[Document passage]

Effectiveness and tolerability of bictegravir/emtricitabine/tenofovir alafenamide (BIC/FTC/TAF) in people with HIV (PWH) in routine clinical practice in Türkiye: 12-month outcomes from the KLIMIK HIV- TR cohort

Background Phase 3 trials have established the long‑term efficacy and safety of BIC/FTC/TAF for both treatment‑naïve and treatment‑experienced people with HIV (PWH). Real‑world evidence in patients with very high baseline viral load remains limited. Methods This was a non‑interventional, observational, retrospective analysis across 33 tertiary centers participating in the KLIMIK HIV‑TR cohort. Adults (≥18 years) who initiated single‑tablet BIC/FTC/TAF on or before August 31, 2022 were included. The primary endpoint was virologic suppression at week‑48, defined as HIV‑1 RNA <200 copies/mL. Suppression was further stratified by baseline viral load (<100,000; >100,000; >1,000,000 copies/mL). Results 2,262 patients were analyzed (1,122 treatment‑naïve [49.6%], 1,140 treatment‑experienced [50.4%]). Among treatment‑naïve patients, 88.5% had baseline HIV‑1 RNA >100,000 copies/mL and 24.2% >1,000,000 copies/mL; 55.7% had CD4 <350 cells/mm³. Virologic suppression (HIV-1 RNA <200 copies/mL) in treatment‑naïve patients was 95.6% and 98.3% at weeks 24 and 48 respectively. When a threshold of <50 copies/mL was used, virological suppression rates at weeks 24 and 48 were 81.9% and 93%, respectively. At week 24, virological suppression (HIV-1 RNA <50 copies/mL) was lower in those with baseline HIV‑1 RNA >100,000 versus <100,000 copies/mL (80.4% vs 93.8%; p<0.001), and lower in those with baseline HIV‑1 RNA >1,000,000 versus <1,000,000 copies/mL (67.1% vs 86.9%; p<0.001). The median CD4/CD8 ratio increased from 0.44 at baseline to 1.06 at week 48 (p<0.001). No serious adverse events leading to discontinuation were observed. Conclusions High efficacy was observed even among treatment‑naïve patients with very high baseline viral loads, supporting its use in this population.

[/Document passage]

» **What the task requires**:
Answer these from the study summary on BIC/FTC/TAF in Türkiye:
(a) How many tertiary centers took part in the analysis?
(b) What HIV-1 RNA level defined virologic suppression for the primary endpoint at week 48?
(c) What was the median CD4/CD8 ratio at week 48?
You won't need the entries that follow to answer anything here.

[Data excerpts]

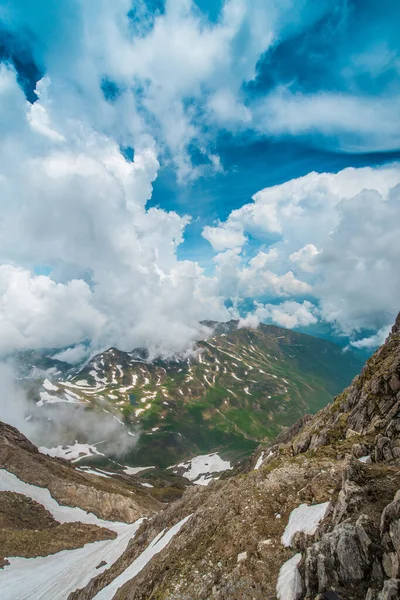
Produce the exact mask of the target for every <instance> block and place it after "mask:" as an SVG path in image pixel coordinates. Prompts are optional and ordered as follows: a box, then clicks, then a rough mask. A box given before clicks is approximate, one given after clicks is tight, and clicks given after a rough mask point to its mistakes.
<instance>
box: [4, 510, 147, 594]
mask: <svg viewBox="0 0 400 600" xmlns="http://www.w3.org/2000/svg"><path fill="white" fill-rule="evenodd" d="M142 522H143V519H139V520H138V521H136V522H135V523H133V524H130V525H127V524H126V523H120V524H119V530H118V531H119V535H118V537H116V538H115V539H114V540H104V541H101V542H93V543H90V544H86V545H85V546H84V547H83V548H77V549H76V550H63V551H62V552H57V554H51V555H50V556H41V557H38V558H14V557H11V558H9V559H8V560H9V562H10V564H9V565H7V566H6V567H4V569H0V589H1V595H2V598H4V599H5V598H7V599H8V600H32V599H33V598H34V599H35V600H49V598H51V600H65V598H67V597H68V596H69V594H71V593H72V592H74V591H75V590H77V589H81V588H83V587H85V586H86V585H87V584H88V583H89V581H90V580H91V579H92V578H93V577H96V575H99V574H100V573H103V571H105V570H106V569H108V568H110V566H111V565H112V564H113V563H114V562H115V561H116V560H117V559H118V558H119V557H120V556H121V555H122V554H123V553H124V552H125V550H126V548H127V546H128V544H129V542H130V540H131V539H132V537H134V535H135V533H136V531H137V530H138V529H139V527H140V525H141V524H142ZM106 523H107V527H108V528H109V529H112V528H113V527H111V525H114V529H115V530H117V529H116V528H115V525H116V524H115V523H111V522H108V521H106ZM100 563H104V565H103V566H102V567H98V565H99V564H100ZM82 565H84V568H82Z"/></svg>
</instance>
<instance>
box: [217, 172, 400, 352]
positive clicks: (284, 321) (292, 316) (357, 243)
mask: <svg viewBox="0 0 400 600" xmlns="http://www.w3.org/2000/svg"><path fill="white" fill-rule="evenodd" d="M399 207H400V165H399V164H398V163H395V164H392V165H388V166H385V167H379V168H370V167H366V168H361V169H353V168H349V169H344V170H343V171H340V172H339V173H337V174H333V173H320V174H318V173H309V174H308V175H306V176H305V177H300V178H298V179H294V180H291V181H288V182H286V183H283V184H281V185H278V186H273V187H270V188H266V189H264V190H261V191H259V192H257V193H256V194H255V195H254V196H253V202H252V203H250V204H246V205H244V206H243V207H242V208H240V209H238V210H234V211H232V212H231V213H230V215H229V216H228V219H227V220H226V222H223V223H221V224H219V225H217V226H216V227H215V229H218V228H221V229H222V230H223V231H225V230H226V229H229V228H234V229H235V230H236V231H241V232H242V234H243V236H244V237H245V236H246V235H248V234H252V235H258V237H259V238H261V239H263V236H264V238H265V240H268V236H270V235H271V234H274V235H275V236H276V237H275V240H276V241H274V243H272V244H271V242H270V246H269V251H268V253H267V254H268V257H271V256H273V258H274V261H273V263H272V264H273V269H271V263H270V264H269V268H268V269H267V268H261V269H259V268H258V265H259V264H260V261H261V264H262V263H263V261H265V257H264V258H263V253H259V254H257V255H256V256H255V257H254V258H253V259H252V260H250V261H249V264H248V265H247V266H245V267H243V266H242V261H243V260H245V246H243V248H236V249H235V250H234V251H226V252H224V253H221V254H220V255H217V258H218V257H219V258H218V269H217V271H218V276H219V279H220V281H223V282H225V285H227V286H230V289H231V290H232V291H234V290H236V291H237V293H238V294H239V295H242V296H243V295H247V293H249V295H253V296H257V295H261V294H265V295H266V296H268V294H269V292H271V293H272V296H274V297H279V296H284V295H287V296H294V297H297V298H301V296H302V295H303V296H304V295H305V296H312V297H313V301H314V303H315V304H317V305H318V308H319V310H318V315H319V318H320V319H322V320H324V321H326V322H328V323H330V324H331V325H333V326H334V327H335V328H336V329H337V331H338V332H340V333H345V334H346V335H352V334H353V333H354V332H361V331H362V330H364V329H370V330H381V328H384V327H386V326H388V325H389V324H390V323H391V322H393V320H394V317H395V315H396V314H397V312H398V310H399V306H398V298H399V297H400V276H399V271H398V268H397V257H398V255H399V252H400V247H399V236H398V223H399V216H400V215H399V214H398V212H399ZM214 235H215V236H217V235H218V232H217V231H215V232H214ZM261 259H262V260H261ZM267 264H268V261H265V262H264V263H263V266H264V265H265V266H266V265H267ZM308 308H309V309H310V307H308ZM277 311H278V312H277ZM255 314H256V315H257V316H258V317H259V318H262V319H271V320H274V322H276V323H278V324H281V325H285V326H287V327H297V326H299V325H302V326H303V325H307V324H311V323H314V322H315V318H316V316H315V315H316V314H317V313H314V312H313V311H312V310H311V309H310V310H307V315H311V317H304V318H298V317H297V316H295V315H292V314H290V315H289V317H287V315H286V313H285V315H284V316H281V315H280V313H279V309H276V308H272V307H270V306H269V305H268V310H266V311H264V312H263V313H262V317H260V309H258V312H257V311H256V313H255ZM308 318H309V322H308V323H307V319H308ZM379 339H381V337H379ZM374 340H375V341H376V342H378V337H377V338H373V339H372V341H371V343H372V342H373V341H374Z"/></svg>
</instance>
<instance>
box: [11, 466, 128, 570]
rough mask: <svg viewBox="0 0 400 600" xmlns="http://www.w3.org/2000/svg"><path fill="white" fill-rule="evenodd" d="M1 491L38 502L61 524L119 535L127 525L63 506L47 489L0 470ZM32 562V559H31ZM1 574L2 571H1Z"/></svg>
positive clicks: (65, 506)
mask: <svg viewBox="0 0 400 600" xmlns="http://www.w3.org/2000/svg"><path fill="white" fill-rule="evenodd" d="M0 491H1V492H15V493H17V494H23V495H24V496H28V498H32V500H36V502H38V503H39V504H42V506H44V507H45V508H46V509H47V510H48V511H49V512H50V513H51V514H52V515H53V517H54V518H55V519H56V521H59V522H60V523H73V522H74V521H79V522H80V523H89V524H91V525H98V526H99V527H107V529H112V530H113V531H116V532H117V533H118V532H119V531H120V529H121V527H122V528H124V527H125V526H126V523H118V522H116V521H104V520H103V519H99V517H96V515H94V514H93V513H87V512H86V511H84V510H82V509H81V508H76V507H72V506H63V505H61V504H59V503H58V502H57V500H54V498H53V497H52V496H51V494H50V492H49V490H48V489H47V488H41V487H38V486H36V485H31V484H30V483H25V481H21V479H18V477H16V475H14V474H13V473H10V472H9V471H6V470H5V469H0ZM29 560H32V559H29ZM0 573H1V571H0Z"/></svg>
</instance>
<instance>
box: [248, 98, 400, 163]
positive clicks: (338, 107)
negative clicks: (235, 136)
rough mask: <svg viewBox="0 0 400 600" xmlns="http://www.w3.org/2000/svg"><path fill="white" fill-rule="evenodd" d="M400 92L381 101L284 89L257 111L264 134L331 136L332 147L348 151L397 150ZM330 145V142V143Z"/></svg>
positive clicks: (324, 138)
mask: <svg viewBox="0 0 400 600" xmlns="http://www.w3.org/2000/svg"><path fill="white" fill-rule="evenodd" d="M398 104H399V96H398V93H396V94H394V95H393V94H392V95H390V96H385V97H381V98H376V97H365V96H358V97H357V96H356V95H354V94H342V93H331V92H319V93H316V94H301V93H296V94H294V93H291V92H290V91H288V90H286V89H282V88H278V89H277V90H275V91H274V92H273V93H272V94H271V95H270V96H268V97H267V98H265V99H264V100H263V101H262V102H261V103H260V105H259V107H258V109H256V110H255V115H254V122H255V123H257V125H258V128H259V130H261V131H263V132H264V133H266V132H268V133H270V134H275V135H282V134H290V135H298V134H305V133H313V134H317V135H318V134H319V135H321V137H322V136H325V137H324V142H323V143H324V145H325V146H326V145H327V139H326V136H331V145H332V147H334V148H335V149H337V147H338V146H339V147H340V148H341V149H343V150H345V151H346V152H368V151H369V152H373V151H375V152H376V151H378V150H379V151H384V150H397V148H398V147H399V143H400V116H399V111H398V108H397V107H398ZM328 143H329V142H328Z"/></svg>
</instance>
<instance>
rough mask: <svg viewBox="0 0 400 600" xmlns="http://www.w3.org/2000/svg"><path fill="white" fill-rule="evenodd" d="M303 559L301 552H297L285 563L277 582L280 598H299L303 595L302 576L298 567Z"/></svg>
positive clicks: (286, 598)
mask: <svg viewBox="0 0 400 600" xmlns="http://www.w3.org/2000/svg"><path fill="white" fill-rule="evenodd" d="M300 561H301V553H300V552H299V553H298V554H295V555H294V556H293V557H292V558H290V559H289V560H288V561H286V562H285V563H283V565H282V566H281V568H280V571H279V575H278V582H277V584H276V595H277V597H278V600H298V599H299V598H300V596H301V591H302V585H301V577H300V574H299V572H298V570H297V567H298V565H299V563H300Z"/></svg>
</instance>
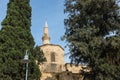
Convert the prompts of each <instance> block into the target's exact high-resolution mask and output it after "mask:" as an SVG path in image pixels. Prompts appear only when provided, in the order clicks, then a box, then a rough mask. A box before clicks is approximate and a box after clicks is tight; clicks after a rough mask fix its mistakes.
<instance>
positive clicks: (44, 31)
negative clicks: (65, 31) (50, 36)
mask: <svg viewBox="0 0 120 80" xmlns="http://www.w3.org/2000/svg"><path fill="white" fill-rule="evenodd" d="M42 42H43V44H50V36H49V33H48V24H47V21H46V22H45V25H44V34H43V37H42Z"/></svg>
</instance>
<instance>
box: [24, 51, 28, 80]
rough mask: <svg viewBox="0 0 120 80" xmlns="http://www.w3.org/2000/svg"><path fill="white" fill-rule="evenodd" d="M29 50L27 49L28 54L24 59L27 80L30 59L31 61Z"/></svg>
mask: <svg viewBox="0 0 120 80" xmlns="http://www.w3.org/2000/svg"><path fill="white" fill-rule="evenodd" d="M27 52H28V51H27V50H26V54H25V56H24V59H23V63H26V75H25V80H27V78H28V61H29V54H28V53H27Z"/></svg>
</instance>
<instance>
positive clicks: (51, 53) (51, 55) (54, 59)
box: [51, 52, 55, 62]
mask: <svg viewBox="0 0 120 80" xmlns="http://www.w3.org/2000/svg"><path fill="white" fill-rule="evenodd" d="M51 62H55V53H54V52H52V53H51Z"/></svg>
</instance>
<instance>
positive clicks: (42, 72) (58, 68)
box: [40, 22, 65, 80]
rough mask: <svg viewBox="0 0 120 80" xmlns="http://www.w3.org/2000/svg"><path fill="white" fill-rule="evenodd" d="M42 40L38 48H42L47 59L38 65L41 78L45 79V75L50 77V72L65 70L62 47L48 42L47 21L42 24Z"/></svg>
mask: <svg viewBox="0 0 120 80" xmlns="http://www.w3.org/2000/svg"><path fill="white" fill-rule="evenodd" d="M42 42H43V44H42V45H41V46H40V48H41V50H43V53H44V56H45V57H46V60H47V61H46V62H44V63H43V64H41V65H40V70H41V73H42V76H41V80H46V78H47V77H52V75H53V74H52V73H59V72H62V71H64V70H65V69H64V64H65V63H64V49H63V48H62V47H61V46H60V45H56V44H51V43H50V36H49V33H48V24H47V22H45V25H44V33H43V37H42Z"/></svg>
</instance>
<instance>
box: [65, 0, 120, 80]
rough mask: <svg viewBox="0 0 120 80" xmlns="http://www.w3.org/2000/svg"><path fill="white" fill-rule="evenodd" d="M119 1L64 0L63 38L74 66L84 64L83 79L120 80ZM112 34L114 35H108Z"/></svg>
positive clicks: (119, 23) (119, 35)
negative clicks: (85, 71)
mask: <svg viewBox="0 0 120 80" xmlns="http://www.w3.org/2000/svg"><path fill="white" fill-rule="evenodd" d="M118 1H119V0H65V13H67V14H68V18H67V19H65V26H66V27H65V29H66V32H65V35H64V39H65V40H66V41H67V42H68V46H69V48H70V58H71V61H72V62H73V63H76V64H79V63H81V62H82V63H86V64H87V65H88V67H89V68H90V69H91V71H90V72H89V73H86V72H84V73H83V75H84V77H85V80H119V79H120V11H119V9H120V7H119V5H118ZM111 34H113V35H111Z"/></svg>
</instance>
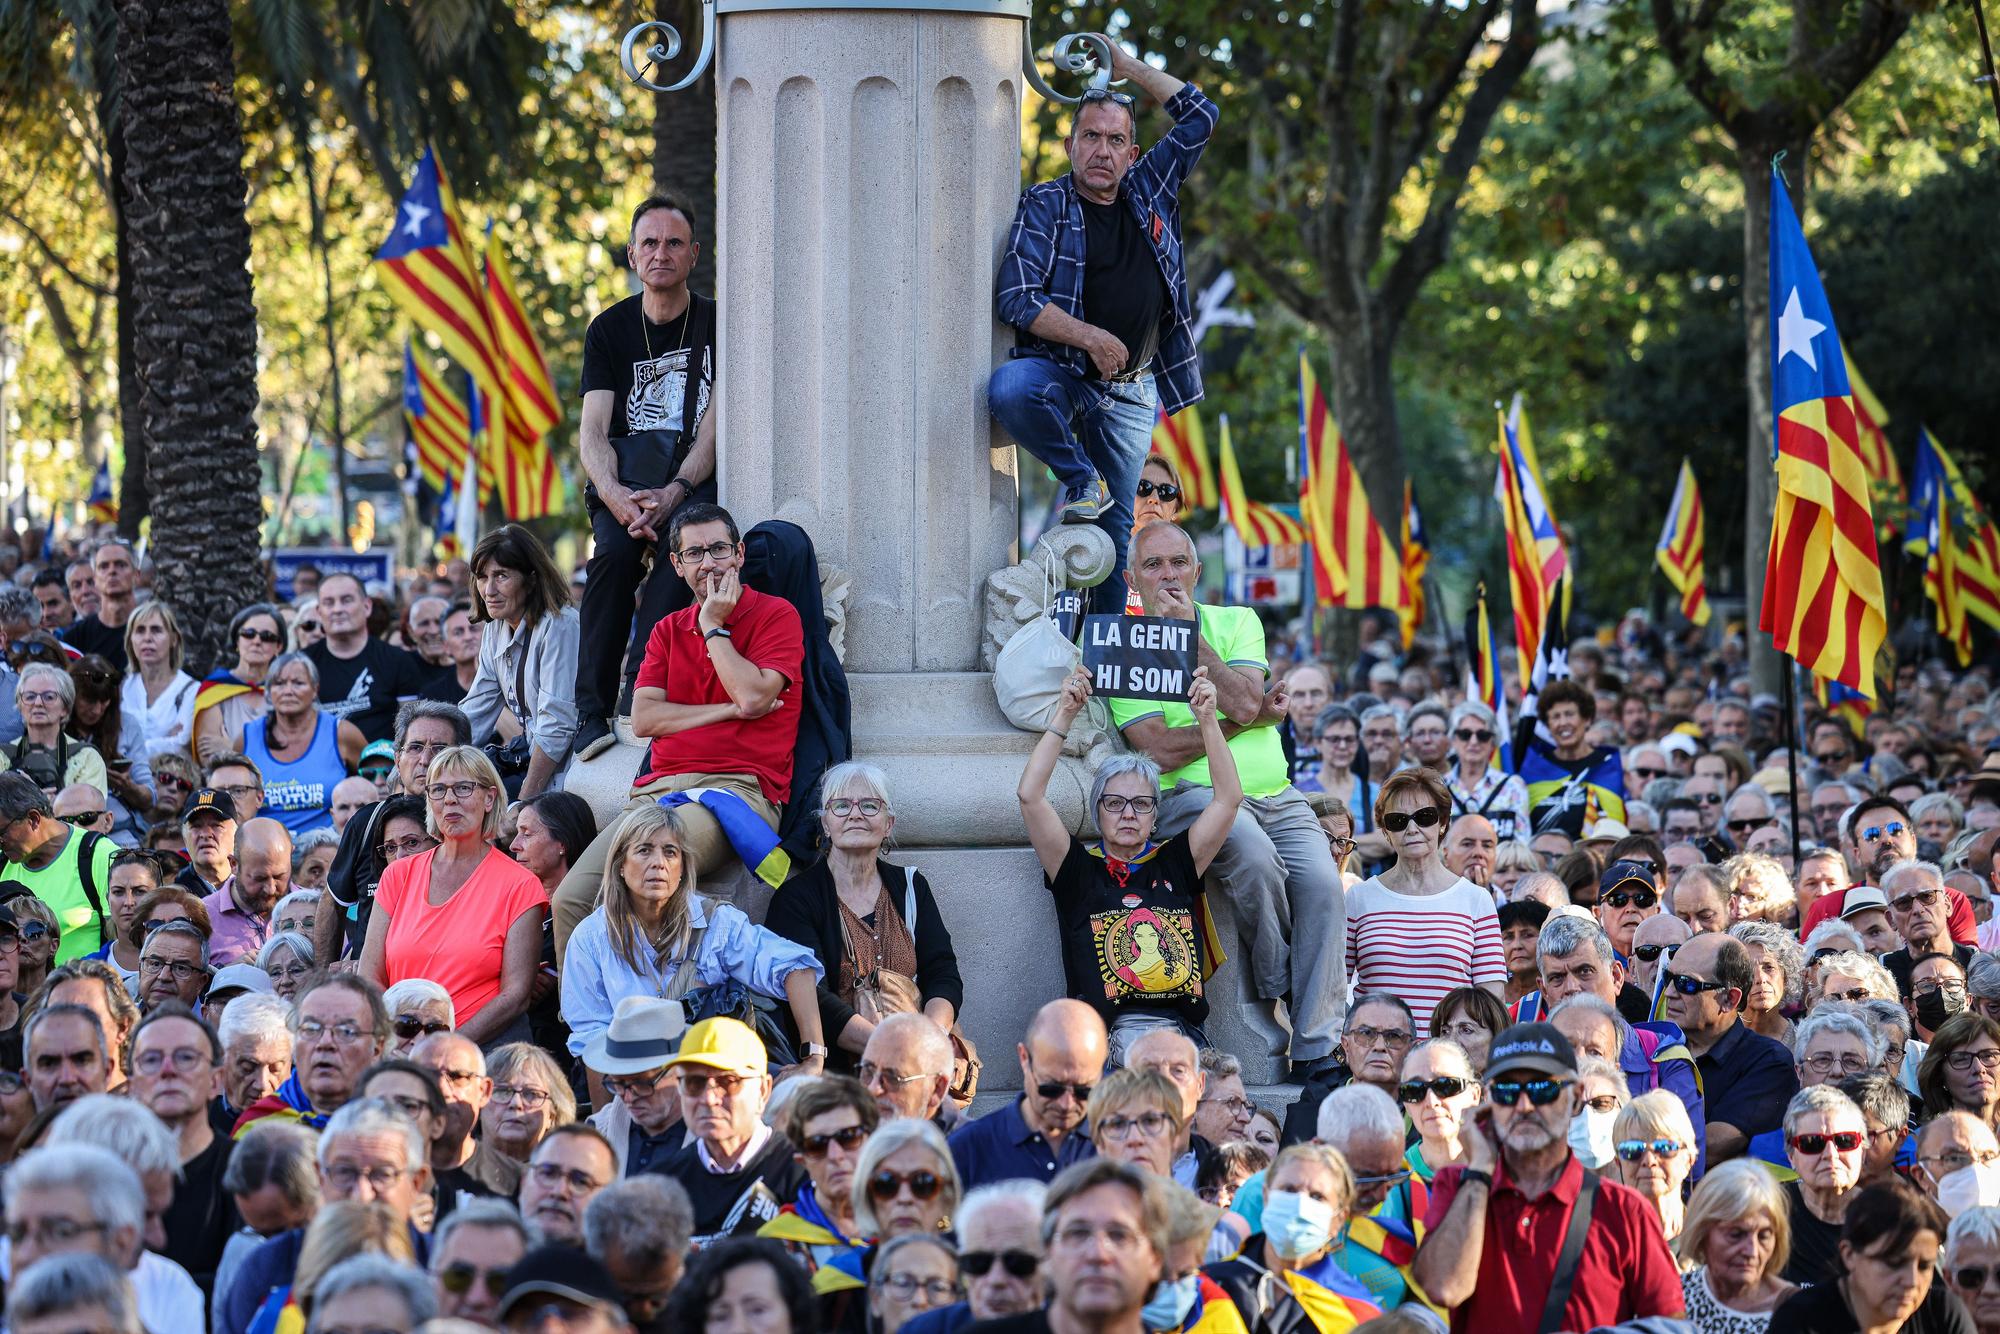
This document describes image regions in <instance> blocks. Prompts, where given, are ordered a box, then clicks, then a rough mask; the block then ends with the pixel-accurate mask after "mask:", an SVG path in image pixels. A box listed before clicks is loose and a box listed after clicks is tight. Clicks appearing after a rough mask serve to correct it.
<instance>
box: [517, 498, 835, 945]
mask: <svg viewBox="0 0 2000 1334" xmlns="http://www.w3.org/2000/svg"><path fill="white" fill-rule="evenodd" d="M668 550H670V554H672V560H674V570H676V572H678V574H680V578H684V580H688V588H692V590H694V606H688V608H682V610H678V612H672V614H670V616H662V618H660V620H658V622H656V624H654V628H652V634H650V636H648V640H646V660H644V664H642V666H640V670H638V682H636V684H634V690H632V730H634V732H638V734H640V736H648V738H652V748H650V750H648V756H646V772H644V774H640V778H638V782H634V784H632V802H630V804H632V806H644V804H650V802H654V800H656V798H658V796H660V794H662V792H688V790H692V788H708V790H718V792H726V794H730V796H732V798H740V802H742V806H746V808H748V810H750V812H752V814H754V816H756V818H760V820H762V822H764V824H768V826H770V828H772V830H776V828H778V808H780V806H782V804H784V800H786V798H788V796H790V792H792V750H794V746H796V742H798V698H796V696H798V674H800V670H802V664H804V656H806V632H804V626H802V624H800V620H798V610H796V608H794V606H792V604H790V602H786V600H784V598H774V596H770V594H764V592H758V590H754V588H744V584H742V578H740V572H742V568H744V546H742V536H740V534H738V530H736V520H734V518H730V512H728V510H724V508H722V506H718V504H706V502H694V504H684V506H680V508H678V510H674V526H672V530H670V532H668ZM678 814H680V824H682V838H684V842H686V848H688V856H690V858H692V862H694V872H696V876H706V874H712V872H714V870H716V868H718V866H722V864H724V862H726V860H728V858H732V856H734V850H732V846H730V840H728V838H726V836H724V830H722V824H720V822H718V820H716V816H714V814H712V812H710V810H708V808H706V806H702V804H698V802H688V804H684V806H680V808H678ZM616 826H618V822H616V820H614V822H612V824H608V826H606V828H604V830H602V832H600V834H598V838H596V840H594V842H592V844H590V848H588V850H586V852H584V856H582V858H578V862H576V864H574V866H572V868H570V874H568V876H564V880H562V884H560V886H558V888H556V894H554V900H552V904H554V918H556V958H562V950H564V946H566V944H568V940H570V932H572V930H574V928H576V924H578V922H582V920H584V918H586V916H590V910H592V908H594V906H596V900H598V890H600V886H602V878H604V856H606V852H608V848H610V840H612V836H614V832H616Z"/></svg>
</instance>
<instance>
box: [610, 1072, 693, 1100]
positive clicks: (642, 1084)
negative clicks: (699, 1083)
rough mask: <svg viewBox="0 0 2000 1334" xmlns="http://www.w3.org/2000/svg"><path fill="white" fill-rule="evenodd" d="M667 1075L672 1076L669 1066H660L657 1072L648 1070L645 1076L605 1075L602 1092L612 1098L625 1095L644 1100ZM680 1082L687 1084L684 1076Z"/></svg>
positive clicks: (640, 1075) (635, 1075)
mask: <svg viewBox="0 0 2000 1334" xmlns="http://www.w3.org/2000/svg"><path fill="white" fill-rule="evenodd" d="M668 1074H672V1068H670V1066H660V1068H658V1070H648V1072H646V1074H626V1076H616V1074H606V1076H604V1092H608V1094H610V1096H612V1098H624V1096H626V1094H630V1096H634V1098H644V1096H646V1094H650V1092H652V1090H654V1088H658V1086H660V1080H664V1078H666V1076H668ZM680 1082H682V1084H686V1082H688V1080H686V1076H682V1080H680Z"/></svg>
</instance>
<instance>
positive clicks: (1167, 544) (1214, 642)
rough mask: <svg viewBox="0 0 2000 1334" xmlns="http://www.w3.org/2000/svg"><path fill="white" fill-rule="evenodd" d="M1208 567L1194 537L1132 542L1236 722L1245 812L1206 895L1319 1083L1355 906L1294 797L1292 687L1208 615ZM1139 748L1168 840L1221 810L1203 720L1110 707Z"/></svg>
mask: <svg viewBox="0 0 2000 1334" xmlns="http://www.w3.org/2000/svg"><path fill="white" fill-rule="evenodd" d="M1200 574H1202V562H1200V560H1198V558H1196V554H1194V540H1192V538H1190V536H1188V534H1186V530H1182V528H1178V526H1176V524H1168V522H1152V524H1146V526H1144V528H1140V532H1138V536H1134V538H1132V570H1130V576H1132V586H1134V588H1136V592H1138V598H1140V604H1142V606H1144V608H1146V614H1148V616H1166V618H1170V620H1186V622H1192V624H1194V626H1196V636H1194V638H1196V654H1198V660H1200V664H1202V666H1204V668H1208V680H1210V682H1212V684H1214V688H1216V712H1218V718H1222V720H1226V722H1228V728H1226V730H1234V736H1230V742H1228V746H1230V756H1232V758H1234V762H1236V776H1238V782H1240V784H1242V794H1244V796H1242V804H1240V806H1238V810H1236V822H1234V826H1232V828H1230V836H1228V838H1226V840H1224V842H1222V850H1220V852H1218V854H1216V858H1214V862H1210V866H1208V874H1206V884H1208V886H1210V888H1214V890H1220V892H1222V894H1226V896H1228V900H1230V906H1232V908H1234V912H1236V926H1238V930H1240V932H1242V934H1244V938H1246V940H1248V944H1250V960H1248V970H1250V986H1252V990H1254V992H1256V996H1258V1000H1264V1002H1268V1004H1272V1006H1276V1002H1278V1000H1288V1012H1290V1018H1292V1042H1290V1054H1292V1072H1294V1076H1310V1074H1312V1072H1314V1070H1320V1068H1330V1066H1332V1064H1334V1062H1336V1052H1334V1040H1336V1038H1338V1034H1340V1018H1342V1010H1344V998H1346V990H1348V986H1346V950H1344V946H1342V942H1344V940H1346V904H1344V900H1342V882H1340V872H1338V870H1336V868H1334V858H1332V852H1330V850H1328V846H1326V830H1322V828H1320V822H1318V816H1314V814H1312V806H1310V804H1308V802H1306V796H1304V794H1302V792H1300V790H1298V788H1294V786H1292V778H1290V770H1288V768H1286V762H1284V746H1282V744H1280V740H1278V728H1276V724H1278V722H1280V720H1282V718H1284V716H1286V700H1288V696H1286V690H1284V684H1282V682H1280V684H1276V686H1268V680H1270V660H1268V656H1266V650H1264V624H1262V622H1260V620H1258V616H1256V612H1254V610H1252V608H1246V606H1206V604H1204V606H1196V602H1194V590H1196V584H1198V580H1200ZM1110 712H1112V722H1116V724H1118V730H1120V732H1122V734H1124V740H1126V744H1130V746H1132V748H1134V750H1136V752H1140V754H1144V756H1146V758H1148V760H1152V762H1154V764H1158V766H1160V770H1162V776H1160V784H1162V792H1164V794H1162V798H1160V810H1158V818H1156V822H1154V836H1156V838H1172V836H1174V834H1180V832H1184V830H1186V828H1190V826H1192V824H1194V820H1196V818H1198V816H1200V814H1202V810H1206V808H1208V802H1210V800H1214V794H1216V790H1214V786H1212V784H1210V782H1208V760H1206V758H1204V742H1202V728H1200V724H1198V722H1196V718H1194V710H1192V708H1190V706H1188V704H1184V702H1178V700H1126V698H1112V700H1110Z"/></svg>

[/Data excerpts]

» **Solution for this exercise**:
(a) 33
(b) Below 200 copies/mL
(c) 1.06